■ WHAT YOU HAVE TO DO:
Could you print each of the records below exactly?

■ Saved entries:
◇ ◇ ◇ ◇ ◇ ◇ ◇

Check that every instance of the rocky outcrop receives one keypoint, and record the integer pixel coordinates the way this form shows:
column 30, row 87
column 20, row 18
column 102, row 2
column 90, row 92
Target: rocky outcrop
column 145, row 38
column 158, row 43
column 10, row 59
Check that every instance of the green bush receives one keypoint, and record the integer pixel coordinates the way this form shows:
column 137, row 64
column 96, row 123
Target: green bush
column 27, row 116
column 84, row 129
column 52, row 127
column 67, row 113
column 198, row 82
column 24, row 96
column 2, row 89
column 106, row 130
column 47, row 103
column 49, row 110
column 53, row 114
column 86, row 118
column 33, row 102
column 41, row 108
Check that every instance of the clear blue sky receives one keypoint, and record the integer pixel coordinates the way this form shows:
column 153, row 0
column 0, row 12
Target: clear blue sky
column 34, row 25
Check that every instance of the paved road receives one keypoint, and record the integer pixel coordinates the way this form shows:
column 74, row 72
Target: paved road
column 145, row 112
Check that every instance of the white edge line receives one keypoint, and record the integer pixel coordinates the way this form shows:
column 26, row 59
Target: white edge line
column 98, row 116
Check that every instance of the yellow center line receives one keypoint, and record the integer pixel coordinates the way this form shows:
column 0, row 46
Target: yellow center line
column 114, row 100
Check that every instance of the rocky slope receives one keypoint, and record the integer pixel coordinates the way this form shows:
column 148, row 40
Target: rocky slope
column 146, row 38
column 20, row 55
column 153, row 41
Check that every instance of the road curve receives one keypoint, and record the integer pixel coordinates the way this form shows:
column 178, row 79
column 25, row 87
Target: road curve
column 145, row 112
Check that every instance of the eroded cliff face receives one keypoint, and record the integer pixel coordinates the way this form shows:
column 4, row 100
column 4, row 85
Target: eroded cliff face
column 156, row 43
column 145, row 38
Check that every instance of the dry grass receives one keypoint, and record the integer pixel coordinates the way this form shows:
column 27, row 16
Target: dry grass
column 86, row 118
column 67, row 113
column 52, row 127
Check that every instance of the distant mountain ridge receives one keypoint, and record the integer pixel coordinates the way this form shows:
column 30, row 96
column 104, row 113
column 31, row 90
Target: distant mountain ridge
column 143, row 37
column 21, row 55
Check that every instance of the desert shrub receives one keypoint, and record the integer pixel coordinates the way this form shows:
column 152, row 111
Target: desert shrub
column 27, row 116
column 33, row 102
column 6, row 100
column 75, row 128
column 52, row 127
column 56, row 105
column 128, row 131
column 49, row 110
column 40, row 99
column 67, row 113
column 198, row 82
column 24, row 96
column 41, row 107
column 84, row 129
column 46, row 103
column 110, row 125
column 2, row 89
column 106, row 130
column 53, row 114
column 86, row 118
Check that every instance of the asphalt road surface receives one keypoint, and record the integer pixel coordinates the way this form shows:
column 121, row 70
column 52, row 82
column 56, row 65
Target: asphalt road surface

◇ ◇ ◇ ◇ ◇ ◇ ◇

■ TASK SOLUTION:
Check that every instance of the rocky outcrop receives one keypoint, and record the integer pixel coordinates the way this form shows:
column 30, row 87
column 20, row 18
column 102, row 2
column 90, row 92
Target: rocky outcrop
column 145, row 38
column 158, row 43
column 10, row 59
Check that every instance of the green bush receives one keypoint, and record the integer pixel coordinates the way this form shows:
column 137, row 64
column 96, row 123
Target: green bush
column 27, row 116
column 84, row 129
column 52, row 127
column 67, row 113
column 198, row 82
column 24, row 96
column 2, row 89
column 106, row 130
column 47, row 103
column 49, row 110
column 53, row 114
column 86, row 118
column 33, row 102
column 41, row 108
Check that every instance of the clear blue sky receives one keypoint, and record the integer pixel coordinates the way this form shows:
column 153, row 0
column 0, row 12
Target: clear blue sky
column 34, row 25
Check that every instance of the paved road receives one keypoint, and record the integer pixel coordinates the way this form shows:
column 74, row 72
Target: paved road
column 145, row 112
Check that every instance of the white edge line receives one keypoint, and record the integer pixel coordinates the way this form shows:
column 26, row 59
Target: white edge line
column 98, row 116
Check that every instance of the yellow center line receives one keypoint, and record the integer pixel coordinates the way this form shows:
column 0, row 46
Target: yellow center line
column 114, row 100
Check that every instance of the rocky slope receives one keypoint, and record the integer pixel coordinates the way this form shows:
column 148, row 40
Target: rocky slope
column 146, row 38
column 20, row 55
column 153, row 41
Check that every instance of the road curve receives one keypoint, and record the integer pixel coordinates the way this form shows:
column 178, row 79
column 25, row 87
Target: road curve
column 145, row 112
Check that every instance of the eroded cliff face receives one keypoint, and record the integer pixel coordinates the way this form shows:
column 4, row 100
column 4, row 85
Target: eroded cliff face
column 156, row 43
column 145, row 38
Check that every instance of the dry grass receives one keypoint, and record the integer pixel coordinates the way this form shows:
column 27, row 16
Target: dry grass
column 86, row 118
column 67, row 113
column 52, row 127
Check that every instance of the distant mountain ridge receives one keypoint, and record the integer pixel coordinates the way this form shows:
column 30, row 96
column 104, row 113
column 31, row 90
Target: distant mountain ridge
column 143, row 37
column 21, row 55
Check that every instance of the desert shrub receives one keypoint, and record the integer pixel coordinates the way this form shows:
column 152, row 111
Target: desert shrub
column 27, row 116
column 33, row 102
column 6, row 100
column 75, row 128
column 52, row 127
column 56, row 105
column 128, row 131
column 49, row 110
column 40, row 99
column 67, row 113
column 198, row 82
column 24, row 96
column 41, row 107
column 84, row 129
column 46, row 103
column 110, row 125
column 2, row 89
column 106, row 130
column 53, row 114
column 86, row 118
Check that every instance of the asphalt road surface receives one keypoint, and record the integer pixel coordinates the way this form shows:
column 121, row 70
column 52, row 82
column 56, row 65
Target: asphalt road surface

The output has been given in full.